## PROBLEM
Starting at the line that contains "Wildlife-survey input: mark every instance of the white car" and ending with the final line of the listing below, present those lines as a numbered list, leaving out any blank lines.

━━━━

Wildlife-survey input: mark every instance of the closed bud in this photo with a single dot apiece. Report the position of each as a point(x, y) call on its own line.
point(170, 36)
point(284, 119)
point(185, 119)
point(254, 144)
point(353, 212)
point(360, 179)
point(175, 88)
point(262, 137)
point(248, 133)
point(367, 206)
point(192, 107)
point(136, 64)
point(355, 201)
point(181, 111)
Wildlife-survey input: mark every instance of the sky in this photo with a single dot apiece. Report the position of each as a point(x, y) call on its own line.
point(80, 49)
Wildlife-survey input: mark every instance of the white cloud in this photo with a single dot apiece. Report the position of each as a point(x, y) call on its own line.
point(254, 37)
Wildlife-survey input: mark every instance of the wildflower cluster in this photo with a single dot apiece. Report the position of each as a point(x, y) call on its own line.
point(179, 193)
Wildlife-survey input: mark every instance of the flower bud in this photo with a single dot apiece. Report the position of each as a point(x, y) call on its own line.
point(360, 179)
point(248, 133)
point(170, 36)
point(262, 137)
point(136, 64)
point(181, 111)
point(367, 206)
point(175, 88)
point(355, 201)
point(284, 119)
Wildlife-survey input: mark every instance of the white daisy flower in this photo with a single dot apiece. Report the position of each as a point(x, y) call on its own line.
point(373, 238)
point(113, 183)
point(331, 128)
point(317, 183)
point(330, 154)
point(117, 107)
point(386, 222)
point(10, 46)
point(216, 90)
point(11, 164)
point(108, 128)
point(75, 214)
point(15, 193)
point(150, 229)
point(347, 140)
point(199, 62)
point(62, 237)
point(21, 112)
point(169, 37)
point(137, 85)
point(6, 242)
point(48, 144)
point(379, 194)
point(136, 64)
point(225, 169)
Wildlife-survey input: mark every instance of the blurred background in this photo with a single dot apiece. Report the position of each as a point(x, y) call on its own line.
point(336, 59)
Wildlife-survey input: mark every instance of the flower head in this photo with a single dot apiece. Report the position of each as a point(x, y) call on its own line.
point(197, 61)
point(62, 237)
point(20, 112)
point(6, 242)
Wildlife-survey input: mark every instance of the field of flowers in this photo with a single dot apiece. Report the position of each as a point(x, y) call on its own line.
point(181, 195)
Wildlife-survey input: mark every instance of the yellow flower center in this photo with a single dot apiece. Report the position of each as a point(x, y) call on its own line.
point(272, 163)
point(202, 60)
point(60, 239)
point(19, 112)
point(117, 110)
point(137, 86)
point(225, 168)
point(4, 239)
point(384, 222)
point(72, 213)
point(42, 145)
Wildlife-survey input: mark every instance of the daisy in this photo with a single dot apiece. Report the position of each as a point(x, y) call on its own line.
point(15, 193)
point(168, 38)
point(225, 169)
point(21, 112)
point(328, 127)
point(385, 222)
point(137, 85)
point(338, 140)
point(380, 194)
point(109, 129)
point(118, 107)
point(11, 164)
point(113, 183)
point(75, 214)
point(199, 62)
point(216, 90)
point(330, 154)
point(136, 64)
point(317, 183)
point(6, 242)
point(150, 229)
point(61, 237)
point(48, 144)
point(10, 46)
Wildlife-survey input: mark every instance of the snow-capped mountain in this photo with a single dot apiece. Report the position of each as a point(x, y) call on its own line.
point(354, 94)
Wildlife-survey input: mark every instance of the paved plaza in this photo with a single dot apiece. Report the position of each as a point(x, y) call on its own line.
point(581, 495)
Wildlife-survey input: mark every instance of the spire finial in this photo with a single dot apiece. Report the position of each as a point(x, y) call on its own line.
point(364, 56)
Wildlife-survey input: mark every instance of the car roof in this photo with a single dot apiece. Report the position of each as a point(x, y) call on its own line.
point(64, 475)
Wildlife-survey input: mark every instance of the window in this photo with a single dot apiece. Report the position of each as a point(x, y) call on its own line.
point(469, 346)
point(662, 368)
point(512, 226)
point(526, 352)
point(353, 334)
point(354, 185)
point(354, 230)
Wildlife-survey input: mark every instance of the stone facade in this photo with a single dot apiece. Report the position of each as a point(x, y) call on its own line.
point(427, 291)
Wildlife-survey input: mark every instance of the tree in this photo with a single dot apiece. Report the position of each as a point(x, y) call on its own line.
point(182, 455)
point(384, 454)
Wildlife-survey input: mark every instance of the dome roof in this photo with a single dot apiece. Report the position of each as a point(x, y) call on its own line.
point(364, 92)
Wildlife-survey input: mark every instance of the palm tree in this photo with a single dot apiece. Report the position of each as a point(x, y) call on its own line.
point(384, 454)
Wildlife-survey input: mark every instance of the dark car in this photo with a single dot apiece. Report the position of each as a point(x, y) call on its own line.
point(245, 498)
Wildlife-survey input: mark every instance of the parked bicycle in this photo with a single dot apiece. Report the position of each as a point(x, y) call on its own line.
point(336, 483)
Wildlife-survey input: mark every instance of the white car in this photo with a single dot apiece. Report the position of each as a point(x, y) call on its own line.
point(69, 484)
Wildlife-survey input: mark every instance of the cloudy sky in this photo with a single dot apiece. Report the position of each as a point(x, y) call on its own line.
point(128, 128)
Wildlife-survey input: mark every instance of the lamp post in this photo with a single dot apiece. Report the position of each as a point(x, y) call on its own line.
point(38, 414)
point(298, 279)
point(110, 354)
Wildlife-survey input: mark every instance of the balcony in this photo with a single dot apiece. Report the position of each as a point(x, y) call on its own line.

━━━━

## OUTPUT OF THE TASK
1. Wildlife-survey input: mark every instance of the white car in this photo with a single dot apiece. Report the position of each as a point(x, y) call on its own line.
2. point(69, 484)
3. Wildlife-survey input: mark every instance of the cloudy sky in this photo with a single dot apiece. Report the position of each as a point(x, y) call on its own line.
4. point(128, 128)
5. Wildlife-survey input: mark every instance of the lamp post in this photo with a single dot apiece. Report the position of each as a point(x, y) call on its own line.
6. point(38, 414)
7. point(298, 279)
8. point(110, 354)
9. Wildlife-survey input: mark every instance of the balcony in this photo with a single dot apiece. Report the position of each as a point(x, y) call on its own line.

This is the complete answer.